**ЗАДАНИЯ**.
**1)** Перепишите без изменений отрывок исходного текста о Путине от «Владимира Путина часто» до «будет вновь хорошо.» включительно.
**2)** Определите, согласуется ли с исходным текстом каждое из утверждений ниже. На каждое ответьте «да» или «нет» и приведите дословно слова текста, которые это решают.
(a) Путин популярен среди россиян, так как его считают гарантом стабильности и экономического роста.
(b) Фред Вейр работает корреспондентом газеты в Вашингтоне.
(c) Согласно тексту, оценка Путина россиянами всегда светлее, чем оценка людей на Западе.

**ИСХОДНЫЙ ТЕКСТ**.

Владимира Путина часто изображают на Западе с помощью широких мазков: как диктатора, предполагаемая популярность которого, согласно опросам, является раздутой, и как руководителя страны, которого российское общество готово свергнуть. Если г-н Путин будет смещен, то тогда, как считают некоторые наблюдатели, отношения между Россией и Западом нормализуются, и все будет вновь хорошо.
Однако подобная оценка свидетельствует о совершенно неверном понимании этого человека, его восприятия в России и того, что он делает как лидер России.
По мнению московского корреспондента газеты «Christian Science Monitor» Фреда Вейра, Путина нельзя считать Лексом Лютором. Владимир Путин пользуется популярностью среди россиян, поскольку его считают гарантом стабильности и экономического роста в течение последних двух десятилетий. Жители страны поддерживают то, что он делает — даже если их оценка этого человека может оказаться такой же мрачной, как и людей на Западе.

**ДАННЫЕ**.
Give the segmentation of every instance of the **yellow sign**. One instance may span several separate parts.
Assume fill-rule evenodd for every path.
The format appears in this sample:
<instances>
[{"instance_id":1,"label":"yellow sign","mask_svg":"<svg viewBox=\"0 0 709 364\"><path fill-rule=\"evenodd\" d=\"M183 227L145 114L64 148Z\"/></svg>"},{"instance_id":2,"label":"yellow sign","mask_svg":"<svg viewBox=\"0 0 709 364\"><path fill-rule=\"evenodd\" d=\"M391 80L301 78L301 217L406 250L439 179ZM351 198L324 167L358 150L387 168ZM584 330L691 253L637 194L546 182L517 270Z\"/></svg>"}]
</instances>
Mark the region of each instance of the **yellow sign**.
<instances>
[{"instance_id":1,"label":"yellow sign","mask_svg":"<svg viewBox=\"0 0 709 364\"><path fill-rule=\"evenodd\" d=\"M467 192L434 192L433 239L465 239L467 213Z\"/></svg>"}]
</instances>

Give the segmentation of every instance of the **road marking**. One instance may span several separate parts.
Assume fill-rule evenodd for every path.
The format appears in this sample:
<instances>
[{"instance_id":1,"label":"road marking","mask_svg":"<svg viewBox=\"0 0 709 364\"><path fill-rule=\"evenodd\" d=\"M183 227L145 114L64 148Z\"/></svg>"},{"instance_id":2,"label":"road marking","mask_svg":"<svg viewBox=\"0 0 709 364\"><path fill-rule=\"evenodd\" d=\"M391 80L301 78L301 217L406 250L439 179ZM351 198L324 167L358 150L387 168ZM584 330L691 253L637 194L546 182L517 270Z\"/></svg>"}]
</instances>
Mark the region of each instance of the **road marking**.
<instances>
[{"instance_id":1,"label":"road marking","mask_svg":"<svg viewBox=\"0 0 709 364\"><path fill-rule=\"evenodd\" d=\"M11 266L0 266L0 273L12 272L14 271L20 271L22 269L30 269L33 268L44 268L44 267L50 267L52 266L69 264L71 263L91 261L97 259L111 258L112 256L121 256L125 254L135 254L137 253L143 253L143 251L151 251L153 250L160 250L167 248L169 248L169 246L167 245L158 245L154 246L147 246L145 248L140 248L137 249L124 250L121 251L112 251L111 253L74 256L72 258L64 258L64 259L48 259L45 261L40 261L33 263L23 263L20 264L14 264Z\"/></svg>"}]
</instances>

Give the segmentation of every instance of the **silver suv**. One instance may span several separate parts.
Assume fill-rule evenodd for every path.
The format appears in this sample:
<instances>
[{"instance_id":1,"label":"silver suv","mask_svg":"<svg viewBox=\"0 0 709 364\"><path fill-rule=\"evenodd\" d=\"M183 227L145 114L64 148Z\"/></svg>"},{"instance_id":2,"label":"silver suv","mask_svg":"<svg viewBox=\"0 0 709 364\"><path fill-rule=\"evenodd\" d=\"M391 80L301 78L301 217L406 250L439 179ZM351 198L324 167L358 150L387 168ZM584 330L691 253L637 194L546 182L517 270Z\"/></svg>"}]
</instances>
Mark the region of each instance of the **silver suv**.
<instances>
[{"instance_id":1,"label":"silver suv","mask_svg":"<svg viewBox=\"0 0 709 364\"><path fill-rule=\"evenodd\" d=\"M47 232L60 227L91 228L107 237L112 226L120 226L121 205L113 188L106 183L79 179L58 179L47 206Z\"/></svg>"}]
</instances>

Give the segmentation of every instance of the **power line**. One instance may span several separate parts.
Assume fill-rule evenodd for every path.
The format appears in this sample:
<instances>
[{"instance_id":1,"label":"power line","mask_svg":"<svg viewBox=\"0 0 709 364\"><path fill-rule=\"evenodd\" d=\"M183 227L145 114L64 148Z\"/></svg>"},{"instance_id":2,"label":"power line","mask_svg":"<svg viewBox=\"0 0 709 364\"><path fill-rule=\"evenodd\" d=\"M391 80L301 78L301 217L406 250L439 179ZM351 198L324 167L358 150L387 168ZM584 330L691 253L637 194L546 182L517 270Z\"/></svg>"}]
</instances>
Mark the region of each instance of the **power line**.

* * *

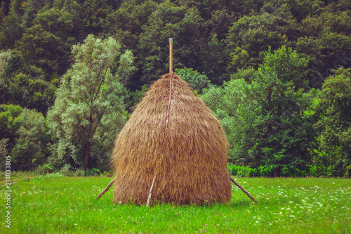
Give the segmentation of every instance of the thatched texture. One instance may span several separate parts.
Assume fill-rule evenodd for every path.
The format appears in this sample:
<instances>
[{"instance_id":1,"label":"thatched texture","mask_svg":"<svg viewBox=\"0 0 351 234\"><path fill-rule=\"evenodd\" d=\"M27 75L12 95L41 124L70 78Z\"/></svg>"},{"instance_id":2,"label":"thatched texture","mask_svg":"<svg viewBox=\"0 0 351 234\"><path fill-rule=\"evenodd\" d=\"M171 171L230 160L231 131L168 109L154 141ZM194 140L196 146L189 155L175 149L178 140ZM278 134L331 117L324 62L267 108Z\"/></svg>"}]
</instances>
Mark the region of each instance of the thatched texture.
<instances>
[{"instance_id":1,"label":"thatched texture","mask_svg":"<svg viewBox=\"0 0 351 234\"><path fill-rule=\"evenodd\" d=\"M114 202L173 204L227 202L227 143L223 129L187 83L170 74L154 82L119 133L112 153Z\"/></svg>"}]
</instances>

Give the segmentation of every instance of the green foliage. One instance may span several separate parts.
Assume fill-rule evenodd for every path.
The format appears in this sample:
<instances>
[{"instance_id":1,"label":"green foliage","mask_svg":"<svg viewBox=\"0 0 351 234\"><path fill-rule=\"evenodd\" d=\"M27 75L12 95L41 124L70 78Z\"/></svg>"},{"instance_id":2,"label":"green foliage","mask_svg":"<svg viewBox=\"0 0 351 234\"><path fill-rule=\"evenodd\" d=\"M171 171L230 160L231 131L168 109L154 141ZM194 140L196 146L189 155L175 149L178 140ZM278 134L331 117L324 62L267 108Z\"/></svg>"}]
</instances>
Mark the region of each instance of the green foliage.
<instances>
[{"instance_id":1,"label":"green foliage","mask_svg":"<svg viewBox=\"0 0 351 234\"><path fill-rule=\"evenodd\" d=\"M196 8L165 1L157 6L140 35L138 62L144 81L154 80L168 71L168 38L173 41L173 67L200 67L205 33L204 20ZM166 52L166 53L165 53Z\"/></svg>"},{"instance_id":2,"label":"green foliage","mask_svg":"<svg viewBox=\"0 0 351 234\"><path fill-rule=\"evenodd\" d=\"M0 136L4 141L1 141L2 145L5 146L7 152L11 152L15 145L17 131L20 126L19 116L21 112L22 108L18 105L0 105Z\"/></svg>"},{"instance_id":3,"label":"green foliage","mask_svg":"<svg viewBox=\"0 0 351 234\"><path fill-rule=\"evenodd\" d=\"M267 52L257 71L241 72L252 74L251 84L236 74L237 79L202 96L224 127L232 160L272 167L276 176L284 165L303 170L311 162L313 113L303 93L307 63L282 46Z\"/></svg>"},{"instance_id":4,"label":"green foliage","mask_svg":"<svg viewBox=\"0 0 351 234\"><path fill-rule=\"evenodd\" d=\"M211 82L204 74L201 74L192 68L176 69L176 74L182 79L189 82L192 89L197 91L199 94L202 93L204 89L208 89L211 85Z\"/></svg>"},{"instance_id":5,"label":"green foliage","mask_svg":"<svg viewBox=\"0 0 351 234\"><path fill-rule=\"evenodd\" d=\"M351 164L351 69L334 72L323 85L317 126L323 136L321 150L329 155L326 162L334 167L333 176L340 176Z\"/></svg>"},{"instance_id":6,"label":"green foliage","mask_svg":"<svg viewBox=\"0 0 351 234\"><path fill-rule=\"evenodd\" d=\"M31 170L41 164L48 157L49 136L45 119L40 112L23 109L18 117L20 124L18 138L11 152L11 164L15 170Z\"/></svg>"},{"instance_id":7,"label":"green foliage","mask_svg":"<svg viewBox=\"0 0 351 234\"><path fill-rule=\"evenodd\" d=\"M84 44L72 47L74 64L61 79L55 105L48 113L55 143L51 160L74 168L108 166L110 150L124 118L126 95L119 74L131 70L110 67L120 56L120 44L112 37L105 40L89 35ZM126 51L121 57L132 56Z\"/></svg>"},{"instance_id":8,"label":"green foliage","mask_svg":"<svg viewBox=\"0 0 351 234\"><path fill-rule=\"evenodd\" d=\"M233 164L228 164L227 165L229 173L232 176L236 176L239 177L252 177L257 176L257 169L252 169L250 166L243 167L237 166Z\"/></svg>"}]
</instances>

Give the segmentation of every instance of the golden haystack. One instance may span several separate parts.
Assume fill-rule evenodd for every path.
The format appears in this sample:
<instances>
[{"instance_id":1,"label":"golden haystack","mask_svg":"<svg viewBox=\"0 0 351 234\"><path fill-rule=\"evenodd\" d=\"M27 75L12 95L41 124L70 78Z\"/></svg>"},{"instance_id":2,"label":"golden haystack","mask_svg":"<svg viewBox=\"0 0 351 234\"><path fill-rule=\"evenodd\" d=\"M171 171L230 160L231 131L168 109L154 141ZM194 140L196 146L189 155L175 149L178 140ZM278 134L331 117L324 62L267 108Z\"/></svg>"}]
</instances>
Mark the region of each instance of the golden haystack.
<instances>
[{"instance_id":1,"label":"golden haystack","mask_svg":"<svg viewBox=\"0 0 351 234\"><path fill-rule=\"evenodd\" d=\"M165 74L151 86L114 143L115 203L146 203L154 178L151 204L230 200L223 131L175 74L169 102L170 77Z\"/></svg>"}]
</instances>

---

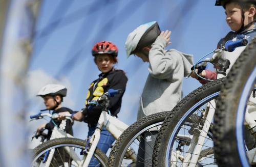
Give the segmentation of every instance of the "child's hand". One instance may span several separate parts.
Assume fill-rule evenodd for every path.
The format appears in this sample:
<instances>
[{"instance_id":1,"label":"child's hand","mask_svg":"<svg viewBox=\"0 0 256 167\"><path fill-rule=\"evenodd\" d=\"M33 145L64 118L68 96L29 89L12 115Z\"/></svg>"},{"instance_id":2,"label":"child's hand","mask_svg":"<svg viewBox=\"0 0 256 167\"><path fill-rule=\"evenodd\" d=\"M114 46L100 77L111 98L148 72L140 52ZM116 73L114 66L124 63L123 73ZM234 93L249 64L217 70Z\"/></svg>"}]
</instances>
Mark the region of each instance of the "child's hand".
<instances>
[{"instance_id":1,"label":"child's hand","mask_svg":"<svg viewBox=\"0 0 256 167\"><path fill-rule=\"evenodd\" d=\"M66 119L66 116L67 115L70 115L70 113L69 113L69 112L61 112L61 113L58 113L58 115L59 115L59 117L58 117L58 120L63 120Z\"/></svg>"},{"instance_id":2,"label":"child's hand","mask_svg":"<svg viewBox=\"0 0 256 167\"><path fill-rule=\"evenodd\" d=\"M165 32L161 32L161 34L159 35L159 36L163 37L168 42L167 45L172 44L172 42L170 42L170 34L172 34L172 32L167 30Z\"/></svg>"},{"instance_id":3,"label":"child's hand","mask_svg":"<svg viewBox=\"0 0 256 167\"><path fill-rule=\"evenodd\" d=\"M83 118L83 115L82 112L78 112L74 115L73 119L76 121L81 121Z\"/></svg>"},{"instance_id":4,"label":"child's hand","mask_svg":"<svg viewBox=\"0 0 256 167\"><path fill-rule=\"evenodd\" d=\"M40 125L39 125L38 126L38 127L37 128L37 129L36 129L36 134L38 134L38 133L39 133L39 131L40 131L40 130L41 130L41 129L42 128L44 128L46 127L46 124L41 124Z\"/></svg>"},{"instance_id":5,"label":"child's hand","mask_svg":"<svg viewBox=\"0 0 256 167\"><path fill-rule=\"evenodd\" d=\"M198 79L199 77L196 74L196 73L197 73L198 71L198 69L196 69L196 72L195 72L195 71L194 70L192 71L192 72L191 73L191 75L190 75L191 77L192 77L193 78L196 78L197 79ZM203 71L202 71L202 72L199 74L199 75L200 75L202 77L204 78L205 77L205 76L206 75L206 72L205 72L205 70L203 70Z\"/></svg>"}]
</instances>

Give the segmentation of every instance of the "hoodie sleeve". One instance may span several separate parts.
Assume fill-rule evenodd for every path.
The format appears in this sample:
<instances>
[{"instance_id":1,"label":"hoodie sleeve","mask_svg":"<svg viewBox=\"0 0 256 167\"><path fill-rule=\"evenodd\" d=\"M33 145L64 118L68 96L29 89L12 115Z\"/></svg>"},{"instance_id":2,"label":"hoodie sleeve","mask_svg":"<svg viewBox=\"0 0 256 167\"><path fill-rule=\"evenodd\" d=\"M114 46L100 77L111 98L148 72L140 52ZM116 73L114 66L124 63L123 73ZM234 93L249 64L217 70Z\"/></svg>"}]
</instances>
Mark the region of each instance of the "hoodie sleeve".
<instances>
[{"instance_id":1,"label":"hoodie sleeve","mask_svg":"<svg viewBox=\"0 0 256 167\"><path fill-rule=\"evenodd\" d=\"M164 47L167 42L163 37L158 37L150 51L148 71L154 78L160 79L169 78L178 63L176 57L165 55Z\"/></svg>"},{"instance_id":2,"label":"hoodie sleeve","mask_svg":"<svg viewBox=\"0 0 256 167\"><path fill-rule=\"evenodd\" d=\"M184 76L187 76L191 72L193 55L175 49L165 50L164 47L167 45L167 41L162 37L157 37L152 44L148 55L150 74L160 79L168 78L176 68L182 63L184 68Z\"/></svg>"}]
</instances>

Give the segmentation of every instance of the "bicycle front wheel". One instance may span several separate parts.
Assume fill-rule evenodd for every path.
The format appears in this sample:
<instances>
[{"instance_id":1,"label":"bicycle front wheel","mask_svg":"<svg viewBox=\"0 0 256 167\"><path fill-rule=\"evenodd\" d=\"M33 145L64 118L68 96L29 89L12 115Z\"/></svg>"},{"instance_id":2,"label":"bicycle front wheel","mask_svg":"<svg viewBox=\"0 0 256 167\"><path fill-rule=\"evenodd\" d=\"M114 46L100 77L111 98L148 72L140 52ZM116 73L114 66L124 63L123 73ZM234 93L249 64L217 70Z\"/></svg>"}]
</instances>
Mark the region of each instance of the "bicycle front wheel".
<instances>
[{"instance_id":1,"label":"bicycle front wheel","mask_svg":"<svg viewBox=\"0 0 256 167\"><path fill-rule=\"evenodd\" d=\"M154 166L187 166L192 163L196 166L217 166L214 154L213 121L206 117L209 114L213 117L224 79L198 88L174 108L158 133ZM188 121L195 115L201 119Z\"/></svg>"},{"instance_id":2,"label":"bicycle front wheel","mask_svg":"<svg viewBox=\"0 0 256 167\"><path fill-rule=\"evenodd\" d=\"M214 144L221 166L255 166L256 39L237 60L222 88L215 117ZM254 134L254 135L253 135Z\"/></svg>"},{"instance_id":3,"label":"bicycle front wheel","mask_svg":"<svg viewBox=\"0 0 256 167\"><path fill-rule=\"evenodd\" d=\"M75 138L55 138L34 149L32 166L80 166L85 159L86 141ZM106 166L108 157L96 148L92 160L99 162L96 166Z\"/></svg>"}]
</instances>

**ОТВЕТЫ**.
**1)**
Владимира Путина часто изображают на Западе с помощью широких мазков: как диктатора, предполагаемая популярность которого, согласно опросам, является раздутой, и как руководителя страны, которого российское общество готово свергнуть. Если г-н Путин будет смещен, то тогда, как считают некоторые наблюдатели, отношения между Россией и Западом нормализуются, и все будет вновь хорошо.

**2)**
(a) Да: «Владимир Путин пользуется популярностью среди россиян, поскольку его считают гарантом стабильности и экономического роста в течение последних двух десятилетий».
(b) Нет: «По мнению московского корреспондента газеты».
(c) Нет: «даже если их оценка этого человека может оказаться такой же мрачной, как и людей на Западе».